* Stated problem *
Copy the following lines word for word, leaving out the pictures in your answer.

Entries pointing to named objects:
>>>

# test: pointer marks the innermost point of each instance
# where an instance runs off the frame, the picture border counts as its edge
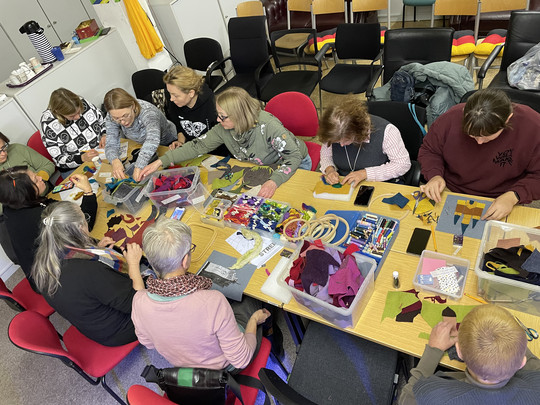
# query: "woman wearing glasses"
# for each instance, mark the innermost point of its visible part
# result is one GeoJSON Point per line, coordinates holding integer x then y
{"type": "Point", "coordinates": [16, 154]}
{"type": "Point", "coordinates": [71, 129]}
{"type": "Point", "coordinates": [249, 134]}
{"type": "Point", "coordinates": [21, 192]}
{"type": "Point", "coordinates": [83, 279]}
{"type": "Point", "coordinates": [139, 121]}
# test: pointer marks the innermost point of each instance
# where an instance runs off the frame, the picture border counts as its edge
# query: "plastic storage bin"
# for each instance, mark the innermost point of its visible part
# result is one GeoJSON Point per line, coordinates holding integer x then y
{"type": "Point", "coordinates": [462, 265]}
{"type": "Point", "coordinates": [512, 294]}
{"type": "Point", "coordinates": [193, 195]}
{"type": "Point", "coordinates": [341, 317]}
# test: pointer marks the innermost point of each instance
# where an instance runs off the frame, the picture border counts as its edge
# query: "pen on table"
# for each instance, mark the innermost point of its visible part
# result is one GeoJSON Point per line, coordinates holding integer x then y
{"type": "Point", "coordinates": [434, 238]}
{"type": "Point", "coordinates": [480, 300]}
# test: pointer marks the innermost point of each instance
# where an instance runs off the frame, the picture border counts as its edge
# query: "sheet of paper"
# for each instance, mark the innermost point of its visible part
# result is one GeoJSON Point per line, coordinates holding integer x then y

<<<

* Completed task *
# test: pointer marks the innermost point of each instance
# where an instance runs off the frame, the picture border counts as its edge
# query: "woman wearing glasses"
# for each instance, mark the innermost point of its visible part
# result is one GeoJSON Point per line, coordinates holding integer x then y
{"type": "Point", "coordinates": [16, 154]}
{"type": "Point", "coordinates": [71, 129]}
{"type": "Point", "coordinates": [249, 134]}
{"type": "Point", "coordinates": [21, 192]}
{"type": "Point", "coordinates": [83, 279]}
{"type": "Point", "coordinates": [139, 121]}
# test: pointer marks the innermost point of each instance
# where an instance runs off the frame, the picture border counts as its edge
# query: "plastic storage bin"
# for each instance, mark the innermost point of its visible part
# result is one GeoJSON Point per line, coordinates holding integer x then y
{"type": "Point", "coordinates": [462, 265]}
{"type": "Point", "coordinates": [512, 294]}
{"type": "Point", "coordinates": [193, 195]}
{"type": "Point", "coordinates": [341, 317]}
# test: pointer marks the innermost point of each instance
# where an instance runs off the frame, the picture border counts as its edge
# query: "pen on table"
# for each instance, mark the innermost point of its visible part
# result is one GeoJSON Point per line, coordinates holding integer x then y
{"type": "Point", "coordinates": [434, 238]}
{"type": "Point", "coordinates": [480, 300]}
# test: pointer marks the innermost point of each instance
# where an instance runs off the frame, the picture border counts as its edge
# query: "sheet of paper"
# for each instance, mark the innermost point of its visible part
# result is one GeoJSON Point per line, coordinates holding integer x then y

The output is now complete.